TASK STATEMENT: Which lines below contain the string "flower" with the same capitalization? Pull out each such line and copy it whole.

ENTRIES PROVIDED:
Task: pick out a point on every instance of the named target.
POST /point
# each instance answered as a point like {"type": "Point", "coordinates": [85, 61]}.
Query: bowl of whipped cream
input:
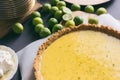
{"type": "Point", "coordinates": [8, 63]}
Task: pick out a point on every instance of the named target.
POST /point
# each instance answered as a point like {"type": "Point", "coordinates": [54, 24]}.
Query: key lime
{"type": "Point", "coordinates": [67, 17]}
{"type": "Point", "coordinates": [66, 10]}
{"type": "Point", "coordinates": [75, 7]}
{"type": "Point", "coordinates": [89, 9]}
{"type": "Point", "coordinates": [36, 14]}
{"type": "Point", "coordinates": [17, 28]}
{"type": "Point", "coordinates": [58, 15]}
{"type": "Point", "coordinates": [101, 11]}
{"type": "Point", "coordinates": [44, 32]}
{"type": "Point", "coordinates": [38, 27]}
{"type": "Point", "coordinates": [70, 23]}
{"type": "Point", "coordinates": [60, 4]}
{"type": "Point", "coordinates": [57, 27]}
{"type": "Point", "coordinates": [53, 10]}
{"type": "Point", "coordinates": [37, 20]}
{"type": "Point", "coordinates": [54, 2]}
{"type": "Point", "coordinates": [46, 7]}
{"type": "Point", "coordinates": [52, 22]}
{"type": "Point", "coordinates": [93, 21]}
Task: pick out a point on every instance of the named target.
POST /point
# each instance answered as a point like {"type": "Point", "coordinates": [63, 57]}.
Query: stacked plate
{"type": "Point", "coordinates": [10, 9]}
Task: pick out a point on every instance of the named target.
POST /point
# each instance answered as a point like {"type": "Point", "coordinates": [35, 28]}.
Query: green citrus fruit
{"type": "Point", "coordinates": [53, 10]}
{"type": "Point", "coordinates": [52, 22]}
{"type": "Point", "coordinates": [38, 27]}
{"type": "Point", "coordinates": [78, 20]}
{"type": "Point", "coordinates": [93, 21]}
{"type": "Point", "coordinates": [46, 7]}
{"type": "Point", "coordinates": [36, 14]}
{"type": "Point", "coordinates": [44, 32]}
{"type": "Point", "coordinates": [57, 27]}
{"type": "Point", "coordinates": [89, 9]}
{"type": "Point", "coordinates": [17, 28]}
{"type": "Point", "coordinates": [58, 15]}
{"type": "Point", "coordinates": [37, 20]}
{"type": "Point", "coordinates": [75, 7]}
{"type": "Point", "coordinates": [60, 4]}
{"type": "Point", "coordinates": [70, 23]}
{"type": "Point", "coordinates": [54, 2]}
{"type": "Point", "coordinates": [66, 10]}
{"type": "Point", "coordinates": [67, 17]}
{"type": "Point", "coordinates": [101, 11]}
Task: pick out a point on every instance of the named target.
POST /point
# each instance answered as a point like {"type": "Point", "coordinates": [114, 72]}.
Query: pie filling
{"type": "Point", "coordinates": [82, 55]}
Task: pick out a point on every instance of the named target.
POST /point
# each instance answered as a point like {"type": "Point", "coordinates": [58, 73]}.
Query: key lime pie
{"type": "Point", "coordinates": [86, 52]}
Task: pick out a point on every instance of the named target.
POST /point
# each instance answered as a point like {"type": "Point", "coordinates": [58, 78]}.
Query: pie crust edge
{"type": "Point", "coordinates": [105, 29]}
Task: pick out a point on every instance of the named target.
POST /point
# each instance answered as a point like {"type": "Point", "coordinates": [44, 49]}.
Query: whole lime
{"type": "Point", "coordinates": [58, 15]}
{"type": "Point", "coordinates": [17, 28]}
{"type": "Point", "coordinates": [101, 11]}
{"type": "Point", "coordinates": [67, 17]}
{"type": "Point", "coordinates": [52, 22]}
{"type": "Point", "coordinates": [38, 27]}
{"type": "Point", "coordinates": [46, 7]}
{"type": "Point", "coordinates": [70, 23]}
{"type": "Point", "coordinates": [54, 2]}
{"type": "Point", "coordinates": [37, 20]}
{"type": "Point", "coordinates": [53, 10]}
{"type": "Point", "coordinates": [36, 14]}
{"type": "Point", "coordinates": [60, 4]}
{"type": "Point", "coordinates": [93, 21]}
{"type": "Point", "coordinates": [66, 10]}
{"type": "Point", "coordinates": [57, 27]}
{"type": "Point", "coordinates": [78, 20]}
{"type": "Point", "coordinates": [75, 7]}
{"type": "Point", "coordinates": [44, 32]}
{"type": "Point", "coordinates": [89, 9]}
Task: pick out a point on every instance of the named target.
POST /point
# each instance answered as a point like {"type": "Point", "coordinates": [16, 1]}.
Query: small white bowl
{"type": "Point", "coordinates": [9, 75]}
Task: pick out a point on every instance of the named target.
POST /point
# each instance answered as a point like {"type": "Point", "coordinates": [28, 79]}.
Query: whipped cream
{"type": "Point", "coordinates": [6, 62]}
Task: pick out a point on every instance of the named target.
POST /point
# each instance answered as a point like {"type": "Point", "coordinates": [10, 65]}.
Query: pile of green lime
{"type": "Point", "coordinates": [59, 13]}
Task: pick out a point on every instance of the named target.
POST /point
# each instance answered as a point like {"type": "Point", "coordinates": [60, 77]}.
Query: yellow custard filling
{"type": "Point", "coordinates": [82, 55]}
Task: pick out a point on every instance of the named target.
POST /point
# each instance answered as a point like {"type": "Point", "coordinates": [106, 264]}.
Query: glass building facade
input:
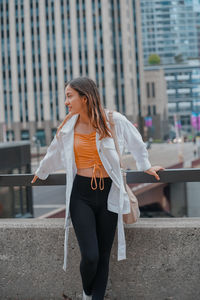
{"type": "Point", "coordinates": [171, 29]}
{"type": "Point", "coordinates": [45, 43]}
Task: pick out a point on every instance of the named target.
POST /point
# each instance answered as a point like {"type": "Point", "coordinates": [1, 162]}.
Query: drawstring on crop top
{"type": "Point", "coordinates": [86, 156]}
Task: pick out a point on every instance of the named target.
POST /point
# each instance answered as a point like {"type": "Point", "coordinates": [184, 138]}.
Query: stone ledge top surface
{"type": "Point", "coordinates": [142, 223]}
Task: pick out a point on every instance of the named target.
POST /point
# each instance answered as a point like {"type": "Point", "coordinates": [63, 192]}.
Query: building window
{"type": "Point", "coordinates": [149, 110]}
{"type": "Point", "coordinates": [24, 135]}
{"type": "Point", "coordinates": [40, 136]}
{"type": "Point", "coordinates": [154, 110]}
{"type": "Point", "coordinates": [153, 89]}
{"type": "Point", "coordinates": [148, 90]}
{"type": "Point", "coordinates": [10, 136]}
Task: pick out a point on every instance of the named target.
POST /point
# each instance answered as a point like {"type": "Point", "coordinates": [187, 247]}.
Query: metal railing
{"type": "Point", "coordinates": [167, 176]}
{"type": "Point", "coordinates": [24, 209]}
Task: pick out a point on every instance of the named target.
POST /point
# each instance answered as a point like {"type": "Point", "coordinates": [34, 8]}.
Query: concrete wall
{"type": "Point", "coordinates": [163, 261]}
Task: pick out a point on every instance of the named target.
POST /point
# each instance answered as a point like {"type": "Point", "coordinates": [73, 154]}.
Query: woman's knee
{"type": "Point", "coordinates": [91, 259]}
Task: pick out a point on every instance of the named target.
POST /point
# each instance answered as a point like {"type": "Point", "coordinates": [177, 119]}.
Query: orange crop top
{"type": "Point", "coordinates": [86, 155]}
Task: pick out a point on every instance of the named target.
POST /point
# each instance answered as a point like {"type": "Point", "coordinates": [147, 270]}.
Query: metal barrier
{"type": "Point", "coordinates": [167, 175]}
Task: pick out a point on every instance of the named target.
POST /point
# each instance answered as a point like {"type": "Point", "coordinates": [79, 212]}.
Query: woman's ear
{"type": "Point", "coordinates": [84, 100]}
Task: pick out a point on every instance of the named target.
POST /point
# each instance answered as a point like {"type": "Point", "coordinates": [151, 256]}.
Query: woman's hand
{"type": "Point", "coordinates": [153, 170]}
{"type": "Point", "coordinates": [34, 179]}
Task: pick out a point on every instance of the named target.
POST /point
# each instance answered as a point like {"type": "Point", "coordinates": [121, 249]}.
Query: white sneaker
{"type": "Point", "coordinates": [85, 297]}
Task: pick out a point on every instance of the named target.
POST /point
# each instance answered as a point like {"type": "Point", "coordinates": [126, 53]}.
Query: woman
{"type": "Point", "coordinates": [95, 196]}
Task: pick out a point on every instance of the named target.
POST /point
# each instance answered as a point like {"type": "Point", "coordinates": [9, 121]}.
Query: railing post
{"type": "Point", "coordinates": [178, 199]}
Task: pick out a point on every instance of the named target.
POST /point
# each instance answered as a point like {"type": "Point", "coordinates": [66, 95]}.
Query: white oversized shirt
{"type": "Point", "coordinates": [60, 155]}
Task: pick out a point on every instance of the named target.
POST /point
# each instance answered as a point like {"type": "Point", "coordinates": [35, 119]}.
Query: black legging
{"type": "Point", "coordinates": [95, 228]}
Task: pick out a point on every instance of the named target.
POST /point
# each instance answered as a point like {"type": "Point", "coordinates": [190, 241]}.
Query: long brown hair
{"type": "Point", "coordinates": [87, 87]}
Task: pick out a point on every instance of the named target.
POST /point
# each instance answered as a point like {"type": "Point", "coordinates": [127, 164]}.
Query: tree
{"type": "Point", "coordinates": [154, 59]}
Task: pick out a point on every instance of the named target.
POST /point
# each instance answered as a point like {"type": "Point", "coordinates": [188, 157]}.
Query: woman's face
{"type": "Point", "coordinates": [74, 101]}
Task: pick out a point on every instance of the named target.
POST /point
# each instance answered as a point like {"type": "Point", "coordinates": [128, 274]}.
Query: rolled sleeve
{"type": "Point", "coordinates": [52, 161]}
{"type": "Point", "coordinates": [136, 146]}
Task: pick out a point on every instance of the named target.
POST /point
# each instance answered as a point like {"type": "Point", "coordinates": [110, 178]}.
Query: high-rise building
{"type": "Point", "coordinates": [171, 29]}
{"type": "Point", "coordinates": [44, 43]}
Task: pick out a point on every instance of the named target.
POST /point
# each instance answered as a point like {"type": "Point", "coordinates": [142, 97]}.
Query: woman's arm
{"type": "Point", "coordinates": [135, 145]}
{"type": "Point", "coordinates": [138, 149]}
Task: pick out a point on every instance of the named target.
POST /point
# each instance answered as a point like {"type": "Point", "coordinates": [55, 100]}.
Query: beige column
{"type": "Point", "coordinates": [29, 69]}
{"type": "Point", "coordinates": [74, 39]}
{"type": "Point", "coordinates": [13, 57]}
{"type": "Point", "coordinates": [140, 58]}
{"type": "Point", "coordinates": [44, 59]}
{"type": "Point", "coordinates": [2, 110]}
{"type": "Point", "coordinates": [108, 58]}
{"type": "Point", "coordinates": [133, 79]}
{"type": "Point", "coordinates": [90, 39]}
{"type": "Point", "coordinates": [126, 39]}
{"type": "Point", "coordinates": [59, 59]}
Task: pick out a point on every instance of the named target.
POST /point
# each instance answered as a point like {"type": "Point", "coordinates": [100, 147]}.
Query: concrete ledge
{"type": "Point", "coordinates": [163, 261]}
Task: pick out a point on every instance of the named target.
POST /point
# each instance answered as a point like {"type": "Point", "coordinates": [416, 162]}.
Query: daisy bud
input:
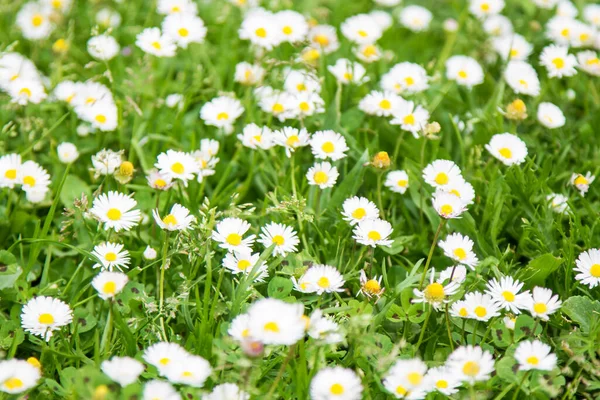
{"type": "Point", "coordinates": [516, 110]}
{"type": "Point", "coordinates": [381, 160]}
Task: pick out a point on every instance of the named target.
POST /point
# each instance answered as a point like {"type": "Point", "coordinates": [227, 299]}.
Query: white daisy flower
{"type": "Point", "coordinates": [111, 255]}
{"type": "Point", "coordinates": [336, 383]}
{"type": "Point", "coordinates": [116, 211]}
{"type": "Point", "coordinates": [356, 209]}
{"type": "Point", "coordinates": [397, 181]}
{"type": "Point", "coordinates": [43, 315]}
{"type": "Point", "coordinates": [508, 148]}
{"type": "Point", "coordinates": [282, 236]}
{"type": "Point", "coordinates": [533, 354]}
{"type": "Point", "coordinates": [460, 249]}
{"type": "Point", "coordinates": [542, 303]}
{"type": "Point", "coordinates": [588, 268]}
{"type": "Point", "coordinates": [178, 219]}
{"type": "Point", "coordinates": [373, 232]}
{"type": "Point", "coordinates": [229, 233]}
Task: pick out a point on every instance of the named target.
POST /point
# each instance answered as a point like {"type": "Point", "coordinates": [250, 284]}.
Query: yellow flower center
{"type": "Point", "coordinates": [328, 147]}
{"type": "Point", "coordinates": [46, 319]}
{"type": "Point", "coordinates": [508, 296]}
{"type": "Point", "coordinates": [243, 264]}
{"type": "Point", "coordinates": [434, 292]}
{"type": "Point", "coordinates": [471, 368]}
{"type": "Point", "coordinates": [480, 311]}
{"type": "Point", "coordinates": [441, 178]}
{"type": "Point", "coordinates": [271, 327]}
{"type": "Point", "coordinates": [505, 152]}
{"type": "Point", "coordinates": [336, 389]}
{"type": "Point", "coordinates": [533, 360]}
{"type": "Point", "coordinates": [321, 177]}
{"type": "Point", "coordinates": [109, 288]}
{"type": "Point", "coordinates": [460, 253]}
{"type": "Point", "coordinates": [558, 62]}
{"type": "Point", "coordinates": [177, 168]}
{"type": "Point", "coordinates": [170, 220]}
{"type": "Point", "coordinates": [29, 181]}
{"type": "Point", "coordinates": [374, 236]}
{"type": "Point", "coordinates": [234, 239]}
{"type": "Point", "coordinates": [359, 213]}
{"type": "Point", "coordinates": [113, 214]}
{"type": "Point", "coordinates": [261, 32]}
{"type": "Point", "coordinates": [13, 383]}
{"type": "Point", "coordinates": [540, 308]}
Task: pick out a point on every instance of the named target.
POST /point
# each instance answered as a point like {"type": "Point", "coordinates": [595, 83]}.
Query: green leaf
{"type": "Point", "coordinates": [279, 287]}
{"type": "Point", "coordinates": [539, 269]}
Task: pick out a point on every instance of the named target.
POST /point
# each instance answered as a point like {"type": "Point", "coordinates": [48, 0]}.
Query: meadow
{"type": "Point", "coordinates": [317, 199]}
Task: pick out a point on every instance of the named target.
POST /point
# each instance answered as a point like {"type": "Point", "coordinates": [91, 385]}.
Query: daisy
{"type": "Point", "coordinates": [321, 279]}
{"type": "Point", "coordinates": [43, 315]}
{"type": "Point", "coordinates": [582, 182]}
{"type": "Point", "coordinates": [471, 363]}
{"type": "Point", "coordinates": [17, 376]}
{"type": "Point", "coordinates": [550, 116]}
{"type": "Point", "coordinates": [191, 370]}
{"type": "Point", "coordinates": [415, 18]}
{"type": "Point", "coordinates": [116, 211]}
{"type": "Point", "coordinates": [179, 219]}
{"type": "Point", "coordinates": [244, 262]}
{"type": "Point", "coordinates": [508, 148]}
{"type": "Point", "coordinates": [103, 47]}
{"type": "Point", "coordinates": [482, 307]}
{"type": "Point", "coordinates": [328, 144]}
{"type": "Point", "coordinates": [346, 71]}
{"type": "Point", "coordinates": [222, 112]}
{"type": "Point", "coordinates": [164, 354]}
{"type": "Point", "coordinates": [111, 255]}
{"type": "Point", "coordinates": [184, 29]}
{"type": "Point", "coordinates": [282, 236]}
{"type": "Point", "coordinates": [248, 74]}
{"type": "Point", "coordinates": [435, 293]}
{"type": "Point", "coordinates": [397, 181]}
{"type": "Point", "coordinates": [440, 173]}
{"type": "Point", "coordinates": [336, 383]}
{"type": "Point", "coordinates": [159, 390]}
{"type": "Point", "coordinates": [448, 205]}
{"type": "Point", "coordinates": [229, 234]}
{"type": "Point", "coordinates": [381, 104]}
{"type": "Point", "coordinates": [256, 137]}
{"type": "Point", "coordinates": [466, 71]}
{"type": "Point", "coordinates": [361, 29]}
{"type": "Point", "coordinates": [158, 44]}
{"type": "Point", "coordinates": [460, 249]}
{"type": "Point", "coordinates": [506, 294]}
{"type": "Point", "coordinates": [356, 209]}
{"type": "Point", "coordinates": [410, 117]}
{"type": "Point", "coordinates": [370, 287]}
{"type": "Point", "coordinates": [522, 78]}
{"type": "Point", "coordinates": [533, 354]}
{"type": "Point", "coordinates": [373, 232]}
{"type": "Point", "coordinates": [226, 391]}
{"type": "Point", "coordinates": [542, 303]}
{"type": "Point", "coordinates": [588, 268]}
{"type": "Point", "coordinates": [177, 165]}
{"type": "Point", "coordinates": [273, 321]}
{"type": "Point", "coordinates": [291, 139]}
{"type": "Point", "coordinates": [558, 61]}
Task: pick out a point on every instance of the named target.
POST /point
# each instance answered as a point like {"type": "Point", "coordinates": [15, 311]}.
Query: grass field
{"type": "Point", "coordinates": [177, 211]}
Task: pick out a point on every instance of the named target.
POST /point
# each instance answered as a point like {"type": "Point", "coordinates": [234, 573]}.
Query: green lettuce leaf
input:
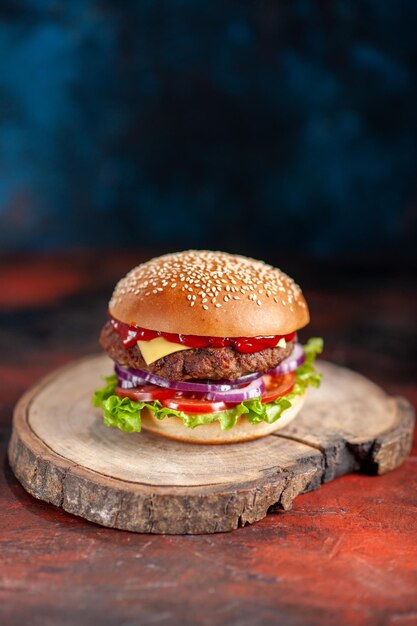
{"type": "Point", "coordinates": [125, 414]}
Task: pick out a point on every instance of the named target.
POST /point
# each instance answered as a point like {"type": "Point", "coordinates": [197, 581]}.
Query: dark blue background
{"type": "Point", "coordinates": [248, 126]}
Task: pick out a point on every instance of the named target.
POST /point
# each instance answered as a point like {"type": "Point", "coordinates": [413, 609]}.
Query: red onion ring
{"type": "Point", "coordinates": [140, 377]}
{"type": "Point", "coordinates": [254, 390]}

THE SOLUTION:
Query: white daisy flower
Query: yellow flower center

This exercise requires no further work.